**Task list**
#1 In the apodization passage, why should the fid be multiplied by a function that always decays to zero at the end?
#2 Can you print the apodization passage from "Function - The" to "is Fourier transformed."?
#3 How would you put this sentence from the apodization passage into Spanish: "Typically one tries to increase the resolution as far as possible while keeping noise to a minimum."

**Document passage**
--- --- ---

Rarely does Fourier transformation of the fid give rise to good quality spectra. There are often problems with the final result such as truncation artifacts, low signal to noise or limited resolution. Apodization is the process where the spectra is convoluted to achieve a more satisfactory line-shape. This is done by multiplying the fid by a time domain filter function. Two common functions are the sinebell and gaussian. The idea is to multiply the fid by a function so that it always decays away to zero at the end. This will remove truncation artifacts that will give rise to wiggles along the baseline near peaks, especially strong signals. For fids that are severely truncated this can lead to noise that stretches across the entire spectra. The strength of the signal will determine the type of function that you will want to apply. Typically one tries to increase the resolution as far as possible while keeping noise to a minimum. For some spectra that are very noisy the only thing that can be done is to decrease the noise at the expense of resolution. The initial few points of an fid are responsible for most of the signal to noise that you get. The stronger the initial part of the fid the weaker the noise will appear. The longer the fid "rings out" the higher the resolution will be. Therefore, increasing the initial part of the fid will lead to good signal to noise but poor resolution while enhancing the late parts of the fid will give better resolution but add noise. It is up to you to try and decide which function will give the most desirable effects. Often it is good to have two processed spectra, one with good signal to noise and one with good resolution. That way you can have the best of both worlds and will not have to compromise.

Function - The functions to choose from include none, Gaussian, sine bell, and sine bell squared. I suggest trying each of them initially to find which one gives the best results. Sine bell squared functions are most common in the indirect dimensions, and Gaussian functions are used primarily in the acquisition dimension. Note that when processing a given dimension with maximum entropy reconstruction no apodization is applied to that dimension. Apodization is only used when data is Fourier transformed.

Shift - Shift is used to determine the shift of the sine bell functions. It is not used for the Gaussian functions and can be ignored. The shift is entered in degrees. A shift of 90 gives a pure cosine function and a shift of 0 gives a pure sine bell function. Small values give increased resolution at the expense of extra noise and values near 90 give good signal to noise at the expense of resolution.

lb - Gaussian peaks have narrower line widths than lorentzian line-shapes, especially near the base of the peak. However, NMR signals have lorentzian line-shapes. The Gaussian window function converts the lorentzian line into a Gaussian line by multiplying the signal by a exponential to cancel the decay of the fid followed by applying a decreasing Gaussian function to introduce a Gaussian decay and hence a Gaussian line-shape. A typical value for lb is 20. Note that many other NMR processing programs enter lb as a negative number, however the Rowland NMR Toolkit needs this value to be positive. A negative value will create an exponentially rising function with disastrous results. The value for lb is very important and dramatically determines the shape of the Gaussian function. lb is only used with a Gaussian window function and can be ignored for sine bell functions.

--- --- ---

**Extracted entries**
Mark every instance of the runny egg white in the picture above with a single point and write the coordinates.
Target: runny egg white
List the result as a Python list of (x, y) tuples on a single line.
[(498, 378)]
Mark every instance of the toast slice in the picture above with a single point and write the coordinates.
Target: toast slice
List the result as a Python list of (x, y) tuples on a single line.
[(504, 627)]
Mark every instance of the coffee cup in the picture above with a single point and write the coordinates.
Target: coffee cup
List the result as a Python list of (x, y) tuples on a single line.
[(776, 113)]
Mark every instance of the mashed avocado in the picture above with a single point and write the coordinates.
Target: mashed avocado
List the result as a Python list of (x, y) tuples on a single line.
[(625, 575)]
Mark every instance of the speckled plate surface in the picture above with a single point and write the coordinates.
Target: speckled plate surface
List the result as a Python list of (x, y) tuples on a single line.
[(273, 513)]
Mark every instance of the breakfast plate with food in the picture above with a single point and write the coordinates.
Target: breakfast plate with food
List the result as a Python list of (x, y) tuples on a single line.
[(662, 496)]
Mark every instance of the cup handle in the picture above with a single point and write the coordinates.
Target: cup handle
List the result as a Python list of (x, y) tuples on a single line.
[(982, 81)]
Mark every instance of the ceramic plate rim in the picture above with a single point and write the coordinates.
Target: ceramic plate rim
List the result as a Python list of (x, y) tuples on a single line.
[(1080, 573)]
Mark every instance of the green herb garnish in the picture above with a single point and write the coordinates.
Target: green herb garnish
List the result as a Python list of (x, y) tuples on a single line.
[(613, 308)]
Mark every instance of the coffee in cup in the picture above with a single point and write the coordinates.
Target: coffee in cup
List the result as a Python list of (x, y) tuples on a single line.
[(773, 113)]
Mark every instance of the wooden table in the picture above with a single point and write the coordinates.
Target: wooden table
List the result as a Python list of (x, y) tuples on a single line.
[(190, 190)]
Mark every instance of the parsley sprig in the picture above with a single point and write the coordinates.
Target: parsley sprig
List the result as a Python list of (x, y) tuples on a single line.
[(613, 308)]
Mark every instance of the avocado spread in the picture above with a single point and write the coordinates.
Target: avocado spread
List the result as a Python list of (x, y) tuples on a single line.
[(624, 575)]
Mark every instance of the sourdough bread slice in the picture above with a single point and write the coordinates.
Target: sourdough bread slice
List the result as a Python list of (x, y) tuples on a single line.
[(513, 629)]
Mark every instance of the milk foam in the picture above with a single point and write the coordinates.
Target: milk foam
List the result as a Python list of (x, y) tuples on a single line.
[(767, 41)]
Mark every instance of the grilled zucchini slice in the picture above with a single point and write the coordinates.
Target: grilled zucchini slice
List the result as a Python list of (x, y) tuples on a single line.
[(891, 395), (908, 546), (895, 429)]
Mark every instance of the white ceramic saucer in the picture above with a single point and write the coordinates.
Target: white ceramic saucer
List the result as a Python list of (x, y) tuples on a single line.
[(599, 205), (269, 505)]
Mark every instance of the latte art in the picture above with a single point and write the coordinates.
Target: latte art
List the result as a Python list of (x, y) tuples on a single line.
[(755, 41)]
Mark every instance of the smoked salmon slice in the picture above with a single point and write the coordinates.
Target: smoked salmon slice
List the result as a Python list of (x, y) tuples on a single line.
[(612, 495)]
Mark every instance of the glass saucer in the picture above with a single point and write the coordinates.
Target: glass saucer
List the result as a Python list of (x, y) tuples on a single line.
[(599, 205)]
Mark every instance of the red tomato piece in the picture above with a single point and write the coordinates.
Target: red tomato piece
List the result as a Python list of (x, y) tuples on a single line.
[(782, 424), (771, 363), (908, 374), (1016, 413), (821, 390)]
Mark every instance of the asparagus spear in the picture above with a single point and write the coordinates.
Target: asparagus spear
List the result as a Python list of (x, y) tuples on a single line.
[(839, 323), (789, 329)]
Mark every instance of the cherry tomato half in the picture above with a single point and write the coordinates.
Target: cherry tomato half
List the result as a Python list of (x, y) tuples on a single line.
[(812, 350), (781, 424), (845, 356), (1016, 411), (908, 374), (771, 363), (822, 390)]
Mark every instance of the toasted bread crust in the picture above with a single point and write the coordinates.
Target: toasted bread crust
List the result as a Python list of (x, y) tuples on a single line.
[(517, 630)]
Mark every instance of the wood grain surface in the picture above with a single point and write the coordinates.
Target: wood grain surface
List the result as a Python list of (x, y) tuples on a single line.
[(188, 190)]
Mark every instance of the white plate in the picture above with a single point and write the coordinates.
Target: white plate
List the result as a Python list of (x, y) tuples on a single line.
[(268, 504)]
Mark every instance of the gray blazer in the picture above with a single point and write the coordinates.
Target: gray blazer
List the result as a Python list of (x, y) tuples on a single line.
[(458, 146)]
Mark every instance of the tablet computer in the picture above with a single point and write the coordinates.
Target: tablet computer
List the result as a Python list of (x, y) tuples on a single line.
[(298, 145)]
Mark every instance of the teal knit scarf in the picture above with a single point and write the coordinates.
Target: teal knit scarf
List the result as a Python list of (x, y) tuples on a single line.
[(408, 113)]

--- --- ---

**Responses per task**
#1 Making the fid decay to zero removes truncation artifacts. Otherwise these produce wiggles along the baseline near peaks, especially strong signals. In severely truncated fids they can cause noise across the entire spectrum.

#2
Function - The functions to choose from include none, Gaussian, sine bell, and sine bell squared. I suggest trying each of them initially to find which one gives the best results. Sine bell squared functions are most common in the indirect dimensions, and Gaussian functions are used primarily in the acquisition dimension. Note that when processing a given dimension with maximum entropy reconstruction no apodization is applied to that dimension. Apodization is only used when data is Fourier transformed.

#3 Por lo general, se intenta aumentar la resolución tanto como sea posible manteniendo el ruido al mínimo.